▸ **Objetivo**
Reescribe como una lista JSON de cadenas las líneas del material que empiezan en la que contiene "student, one per instance" y terminan al final del material, ambos extremos incluidos. Usa una cadena por línea y omite las líneas en blanco.

□ □ □ □ □

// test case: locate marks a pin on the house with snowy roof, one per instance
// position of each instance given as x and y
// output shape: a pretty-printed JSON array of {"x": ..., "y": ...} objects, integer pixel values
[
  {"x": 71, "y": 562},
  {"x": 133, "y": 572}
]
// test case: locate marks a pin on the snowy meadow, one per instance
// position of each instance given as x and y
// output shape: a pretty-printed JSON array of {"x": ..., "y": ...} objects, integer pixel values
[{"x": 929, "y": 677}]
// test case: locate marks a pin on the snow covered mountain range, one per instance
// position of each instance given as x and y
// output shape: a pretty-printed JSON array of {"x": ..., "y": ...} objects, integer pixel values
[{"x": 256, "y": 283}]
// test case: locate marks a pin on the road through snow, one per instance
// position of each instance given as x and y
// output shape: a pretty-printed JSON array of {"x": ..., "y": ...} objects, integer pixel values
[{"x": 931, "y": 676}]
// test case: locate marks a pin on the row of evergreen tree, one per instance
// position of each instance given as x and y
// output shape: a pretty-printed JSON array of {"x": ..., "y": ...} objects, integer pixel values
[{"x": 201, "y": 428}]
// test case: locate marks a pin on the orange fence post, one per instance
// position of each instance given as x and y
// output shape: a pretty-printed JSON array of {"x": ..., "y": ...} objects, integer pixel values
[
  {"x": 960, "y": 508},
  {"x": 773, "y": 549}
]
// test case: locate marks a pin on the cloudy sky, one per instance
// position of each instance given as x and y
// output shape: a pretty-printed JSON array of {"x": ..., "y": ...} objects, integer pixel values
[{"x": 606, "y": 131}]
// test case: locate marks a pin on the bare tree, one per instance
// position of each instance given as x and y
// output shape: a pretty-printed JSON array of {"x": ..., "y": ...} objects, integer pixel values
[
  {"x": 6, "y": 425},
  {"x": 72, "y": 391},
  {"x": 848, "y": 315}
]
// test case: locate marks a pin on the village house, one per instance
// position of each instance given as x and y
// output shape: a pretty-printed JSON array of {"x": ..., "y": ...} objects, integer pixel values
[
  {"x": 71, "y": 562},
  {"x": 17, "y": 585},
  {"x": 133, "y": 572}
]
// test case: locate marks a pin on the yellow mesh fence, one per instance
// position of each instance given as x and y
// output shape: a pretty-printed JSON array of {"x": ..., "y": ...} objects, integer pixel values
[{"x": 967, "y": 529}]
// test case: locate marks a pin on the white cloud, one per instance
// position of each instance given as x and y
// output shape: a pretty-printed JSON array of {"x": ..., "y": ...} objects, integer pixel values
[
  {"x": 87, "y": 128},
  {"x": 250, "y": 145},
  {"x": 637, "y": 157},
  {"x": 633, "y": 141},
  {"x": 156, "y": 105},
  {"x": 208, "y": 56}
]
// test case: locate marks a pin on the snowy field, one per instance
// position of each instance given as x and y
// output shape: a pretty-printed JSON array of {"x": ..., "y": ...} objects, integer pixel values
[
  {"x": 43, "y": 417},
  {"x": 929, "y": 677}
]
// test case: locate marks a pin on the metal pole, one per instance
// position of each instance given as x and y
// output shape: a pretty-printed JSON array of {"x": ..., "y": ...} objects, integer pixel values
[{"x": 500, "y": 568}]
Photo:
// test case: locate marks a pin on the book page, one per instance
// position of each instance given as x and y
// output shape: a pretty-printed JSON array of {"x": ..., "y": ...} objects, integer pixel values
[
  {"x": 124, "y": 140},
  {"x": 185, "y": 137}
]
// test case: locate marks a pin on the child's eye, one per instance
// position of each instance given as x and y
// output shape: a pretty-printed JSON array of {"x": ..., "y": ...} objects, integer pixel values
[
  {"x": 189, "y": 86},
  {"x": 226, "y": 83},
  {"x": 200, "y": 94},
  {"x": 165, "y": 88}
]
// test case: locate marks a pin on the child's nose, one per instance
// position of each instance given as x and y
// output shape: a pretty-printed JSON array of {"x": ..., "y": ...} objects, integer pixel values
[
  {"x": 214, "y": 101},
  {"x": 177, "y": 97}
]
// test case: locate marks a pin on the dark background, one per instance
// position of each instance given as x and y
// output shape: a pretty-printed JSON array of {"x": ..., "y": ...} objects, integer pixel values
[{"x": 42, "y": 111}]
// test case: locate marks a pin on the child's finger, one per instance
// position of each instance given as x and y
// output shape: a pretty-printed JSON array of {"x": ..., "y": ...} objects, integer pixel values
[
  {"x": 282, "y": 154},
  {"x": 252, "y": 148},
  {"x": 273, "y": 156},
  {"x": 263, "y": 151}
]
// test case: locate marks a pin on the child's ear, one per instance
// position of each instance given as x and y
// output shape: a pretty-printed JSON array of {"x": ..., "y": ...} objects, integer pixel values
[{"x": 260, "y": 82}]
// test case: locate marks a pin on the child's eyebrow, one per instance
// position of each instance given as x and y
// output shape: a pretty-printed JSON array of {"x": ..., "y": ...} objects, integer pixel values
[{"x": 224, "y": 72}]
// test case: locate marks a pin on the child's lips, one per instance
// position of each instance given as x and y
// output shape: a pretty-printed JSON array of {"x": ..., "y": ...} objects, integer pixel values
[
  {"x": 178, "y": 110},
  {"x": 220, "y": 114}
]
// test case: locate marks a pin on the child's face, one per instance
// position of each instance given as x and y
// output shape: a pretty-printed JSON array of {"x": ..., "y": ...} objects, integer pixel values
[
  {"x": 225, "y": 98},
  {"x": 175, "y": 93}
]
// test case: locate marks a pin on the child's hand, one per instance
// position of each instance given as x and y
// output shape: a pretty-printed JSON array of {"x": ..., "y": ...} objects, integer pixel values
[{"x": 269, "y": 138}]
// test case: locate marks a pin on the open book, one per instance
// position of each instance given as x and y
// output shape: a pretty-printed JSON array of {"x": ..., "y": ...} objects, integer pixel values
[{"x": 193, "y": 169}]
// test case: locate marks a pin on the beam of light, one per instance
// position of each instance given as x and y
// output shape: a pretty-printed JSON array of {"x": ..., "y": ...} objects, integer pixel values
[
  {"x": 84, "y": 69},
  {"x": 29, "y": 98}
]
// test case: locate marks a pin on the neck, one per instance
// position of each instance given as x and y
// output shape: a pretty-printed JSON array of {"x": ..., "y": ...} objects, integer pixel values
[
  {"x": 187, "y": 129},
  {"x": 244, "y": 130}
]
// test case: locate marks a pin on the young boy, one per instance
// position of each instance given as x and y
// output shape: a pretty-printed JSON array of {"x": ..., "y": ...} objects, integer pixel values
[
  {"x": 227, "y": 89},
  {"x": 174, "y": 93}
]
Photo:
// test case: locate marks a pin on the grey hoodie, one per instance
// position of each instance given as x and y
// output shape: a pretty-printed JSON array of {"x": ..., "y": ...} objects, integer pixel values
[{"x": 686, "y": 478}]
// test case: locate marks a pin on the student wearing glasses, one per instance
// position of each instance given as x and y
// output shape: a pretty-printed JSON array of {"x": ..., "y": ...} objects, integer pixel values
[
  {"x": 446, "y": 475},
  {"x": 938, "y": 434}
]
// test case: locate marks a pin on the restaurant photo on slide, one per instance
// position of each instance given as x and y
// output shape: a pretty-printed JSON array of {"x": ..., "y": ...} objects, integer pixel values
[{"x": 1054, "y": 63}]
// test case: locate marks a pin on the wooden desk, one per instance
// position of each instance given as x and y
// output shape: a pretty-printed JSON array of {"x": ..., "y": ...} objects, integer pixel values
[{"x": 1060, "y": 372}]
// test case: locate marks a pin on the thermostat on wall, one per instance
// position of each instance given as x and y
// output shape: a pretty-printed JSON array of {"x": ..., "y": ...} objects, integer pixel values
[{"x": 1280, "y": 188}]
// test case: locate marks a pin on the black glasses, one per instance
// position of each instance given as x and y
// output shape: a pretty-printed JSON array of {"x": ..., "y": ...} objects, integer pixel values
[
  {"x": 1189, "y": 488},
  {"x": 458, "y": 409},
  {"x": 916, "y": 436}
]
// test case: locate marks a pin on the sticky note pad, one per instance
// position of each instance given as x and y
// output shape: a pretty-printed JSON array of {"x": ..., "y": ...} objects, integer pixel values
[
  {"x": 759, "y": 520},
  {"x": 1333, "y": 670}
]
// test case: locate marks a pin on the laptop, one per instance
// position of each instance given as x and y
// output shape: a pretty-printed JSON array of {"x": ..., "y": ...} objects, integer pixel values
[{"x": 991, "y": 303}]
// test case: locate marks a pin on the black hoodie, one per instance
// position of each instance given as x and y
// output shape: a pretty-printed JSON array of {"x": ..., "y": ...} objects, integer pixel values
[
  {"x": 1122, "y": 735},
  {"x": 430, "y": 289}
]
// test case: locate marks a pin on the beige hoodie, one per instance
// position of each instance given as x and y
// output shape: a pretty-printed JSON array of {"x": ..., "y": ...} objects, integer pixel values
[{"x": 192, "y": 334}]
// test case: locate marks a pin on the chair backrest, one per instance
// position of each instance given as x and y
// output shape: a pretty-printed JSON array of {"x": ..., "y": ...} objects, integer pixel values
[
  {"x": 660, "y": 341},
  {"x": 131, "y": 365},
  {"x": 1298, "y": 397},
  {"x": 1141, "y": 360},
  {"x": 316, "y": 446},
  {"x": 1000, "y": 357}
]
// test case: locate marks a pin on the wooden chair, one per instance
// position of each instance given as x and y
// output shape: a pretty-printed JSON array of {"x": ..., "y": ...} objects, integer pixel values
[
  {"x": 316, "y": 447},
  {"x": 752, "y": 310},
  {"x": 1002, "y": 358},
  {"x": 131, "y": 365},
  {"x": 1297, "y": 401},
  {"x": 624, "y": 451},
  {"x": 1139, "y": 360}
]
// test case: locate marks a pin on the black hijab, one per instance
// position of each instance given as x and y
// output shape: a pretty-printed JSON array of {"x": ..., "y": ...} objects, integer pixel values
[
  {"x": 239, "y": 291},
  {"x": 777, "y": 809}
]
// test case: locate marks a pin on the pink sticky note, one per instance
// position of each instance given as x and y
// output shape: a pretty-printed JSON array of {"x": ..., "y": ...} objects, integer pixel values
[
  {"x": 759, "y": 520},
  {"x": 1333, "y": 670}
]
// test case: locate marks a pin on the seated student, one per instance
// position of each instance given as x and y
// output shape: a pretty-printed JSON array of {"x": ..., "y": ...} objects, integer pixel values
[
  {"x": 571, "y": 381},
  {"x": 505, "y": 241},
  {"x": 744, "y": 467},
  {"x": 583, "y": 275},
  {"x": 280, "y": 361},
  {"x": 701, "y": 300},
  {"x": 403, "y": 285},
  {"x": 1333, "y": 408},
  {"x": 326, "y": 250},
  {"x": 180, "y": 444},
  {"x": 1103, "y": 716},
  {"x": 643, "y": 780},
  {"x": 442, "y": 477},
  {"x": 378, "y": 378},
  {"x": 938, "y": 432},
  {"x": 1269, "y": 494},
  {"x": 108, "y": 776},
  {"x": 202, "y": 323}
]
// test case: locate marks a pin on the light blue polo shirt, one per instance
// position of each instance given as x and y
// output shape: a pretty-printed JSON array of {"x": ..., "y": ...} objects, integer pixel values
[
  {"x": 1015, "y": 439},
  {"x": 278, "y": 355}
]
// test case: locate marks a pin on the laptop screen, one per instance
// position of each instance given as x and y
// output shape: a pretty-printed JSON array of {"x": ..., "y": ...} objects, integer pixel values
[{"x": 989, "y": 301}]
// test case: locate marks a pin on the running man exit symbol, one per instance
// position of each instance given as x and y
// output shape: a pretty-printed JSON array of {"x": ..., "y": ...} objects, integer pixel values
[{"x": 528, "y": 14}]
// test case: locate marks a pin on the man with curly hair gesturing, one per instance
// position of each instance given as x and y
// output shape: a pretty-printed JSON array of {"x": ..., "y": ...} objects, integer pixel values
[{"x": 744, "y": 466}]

□ □ □ □ □

▸ **Respuesta completa**
[
  "// test case: locate marks a pin on the seated student, one per instance",
  "// position of each instance given as x and y",
  "// output shape: a pretty-printed JSON array of {\"x\": ..., \"y\": ...} objects, integer pixel values",
  "[",
  "  {\"x\": 571, \"y\": 381},",
  "  {\"x\": 505, \"y\": 241},",
  "  {\"x\": 744, \"y\": 467},",
  "  {\"x\": 583, \"y\": 275},",
  "  {\"x\": 280, \"y\": 361},",
  "  {\"x\": 701, \"y\": 300},",
  "  {\"x\": 403, \"y\": 285},",
  "  {\"x\": 1333, \"y\": 408},",
  "  {\"x\": 326, \"y\": 250},",
  "  {\"x\": 180, \"y\": 444},",
  "  {\"x\": 1103, \"y\": 716},",
  "  {\"x\": 643, \"y\": 780},",
  "  {\"x\": 442, \"y\": 477},",
  "  {\"x\": 378, \"y\": 378},",
  "  {\"x\": 938, \"y\": 432},",
  "  {\"x\": 1269, \"y\": 494},",
  "  {\"x\": 108, \"y\": 776},",
  "  {\"x\": 202, \"y\": 323}",
  "]",
  "// test case: locate marks a pin on the light blue polo shirt, one per instance",
  "// position of each instance given as x and y",
  "// output shape: a pretty-printed JSON array of {\"x\": ..., \"y\": ...} objects, integer pixel values",
  "[",
  "  {\"x\": 1015, \"y\": 439},",
  "  {\"x\": 278, \"y\": 355}",
  "]",
  "// test case: locate marks a pin on the laptop screen, one per instance",
  "// position of each instance given as x and y",
  "// output shape: a pretty-printed JSON array of {\"x\": ..., \"y\": ...} objects, integer pixel values",
  "[{\"x\": 989, \"y\": 301}]",
  "// test case: locate marks a pin on the running man exit symbol, one per instance",
  "// position of each instance given as x and y",
  "// output shape: a pretty-printed JSON array of {\"x\": ..., \"y\": ...} objects, integer pixel values",
  "[{\"x\": 528, \"y\": 14}]",
  "// test case: locate marks a pin on the man with curly hair gesturing, one per instance",
  "// position of each instance given as x and y",
  "// output shape: a pretty-printed JSON array of {\"x\": ..., \"y\": ...} objects, integer pixel values",
  "[{\"x\": 744, \"y\": 466}]"
]